__Aim__
Extract the complete listing and repeat it word for word.
# # # #
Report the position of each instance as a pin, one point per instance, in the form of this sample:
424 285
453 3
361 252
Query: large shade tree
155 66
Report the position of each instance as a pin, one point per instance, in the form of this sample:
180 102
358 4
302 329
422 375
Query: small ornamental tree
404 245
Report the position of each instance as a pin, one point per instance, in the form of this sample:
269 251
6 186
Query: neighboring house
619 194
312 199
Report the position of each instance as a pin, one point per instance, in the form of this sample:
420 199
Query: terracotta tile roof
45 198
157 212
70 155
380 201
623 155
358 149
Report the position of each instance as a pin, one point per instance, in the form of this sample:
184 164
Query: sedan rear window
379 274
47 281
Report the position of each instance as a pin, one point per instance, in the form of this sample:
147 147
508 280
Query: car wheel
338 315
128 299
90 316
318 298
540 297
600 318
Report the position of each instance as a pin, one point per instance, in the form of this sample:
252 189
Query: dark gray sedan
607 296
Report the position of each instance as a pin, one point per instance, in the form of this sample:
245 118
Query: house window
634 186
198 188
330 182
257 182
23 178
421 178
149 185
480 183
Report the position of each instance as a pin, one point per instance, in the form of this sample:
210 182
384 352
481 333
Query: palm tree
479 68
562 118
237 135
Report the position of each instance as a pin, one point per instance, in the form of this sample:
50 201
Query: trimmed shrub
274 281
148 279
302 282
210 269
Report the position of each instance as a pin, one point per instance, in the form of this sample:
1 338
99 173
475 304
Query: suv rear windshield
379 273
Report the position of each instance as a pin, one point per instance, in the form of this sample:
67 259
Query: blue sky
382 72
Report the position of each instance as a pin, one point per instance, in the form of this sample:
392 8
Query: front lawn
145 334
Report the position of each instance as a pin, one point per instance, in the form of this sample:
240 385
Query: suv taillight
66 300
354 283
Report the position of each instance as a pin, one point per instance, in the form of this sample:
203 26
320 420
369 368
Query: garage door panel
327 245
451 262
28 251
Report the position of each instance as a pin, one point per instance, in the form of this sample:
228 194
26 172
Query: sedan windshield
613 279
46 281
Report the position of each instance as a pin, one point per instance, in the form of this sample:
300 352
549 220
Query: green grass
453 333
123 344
# # # #
__Task result__
Report the position of each instance as a pin, one point per instance, in the form of this sample:
424 285
453 3
361 252
Query: large shade tree
155 66
Report the position of each instance as a pin, one point per instance, in the form of this sample:
180 102
358 4
302 329
422 375
Query: small ornamental tree
404 245
Report the position of each instance as a pin, one point per instance, in the form of this sample:
269 251
6 186
Query: neighboring house
619 194
312 199
Report the position of each instance as a pin, one point per instance, in the form of this sample:
420 199
Query: terracotta tile roof
45 198
157 212
70 155
380 201
623 155
358 149
Report the position of each instance as a pin, one point per instance, in the form of this sample:
184 164
Query: sedan rear window
379 274
47 281
Report the position of each instance as a pin, one point per instance, in the form of this sample:
147 147
508 280
Query: car wheel
338 315
128 299
90 316
318 298
540 297
600 318
Report the position of each instance as a pin, one point per instance, in the form of this sample:
252 189
Query: dark gray sedan
607 296
Report the position of each instance as a pin, one point per instance, in the form of this sample:
245 118
Query: house window
634 186
198 188
330 182
257 182
23 178
421 178
149 185
480 183
Report the position of each instance as a pin, one point per instance, in the form of this sample:
210 182
384 352
481 333
Query: palm tree
479 68
562 118
237 135
Report the position of each instance as a pin, one point per instance, in the form of this sample:
50 201
Query: trimmed shrub
274 281
148 279
302 282
210 269
Report the position of each instance as a pin, one point per instance, in the form of this sample:
1 338
99 173
475 304
Query: suv rear windshield
379 273
Report the position of each instance as a pin, one point per instance, in the form of this sample:
67 259
Query: blue sky
382 72
Report the position of each instance as a pin, one point per instance, in the form of this sample:
392 8
Query: front lawn
145 334
Report the position of each instance as a pin, one point per instance, in the form of this sample:
240 385
Query: suv taillight
66 300
354 283
Report the position of each instance as a pin, one point per instance, in the form of this sample:
203 26
320 420
369 368
Query: garage door panel
327 245
451 262
28 251
Report the position of each instance as a pin, one point per instance, in the form of this sample:
228 194
26 172
Query: sedan windshield
613 279
46 281
Report the position of each instance as a pin, one point per instance, in the form of this sample:
300 352
549 220
Query: green grass
453 333
123 344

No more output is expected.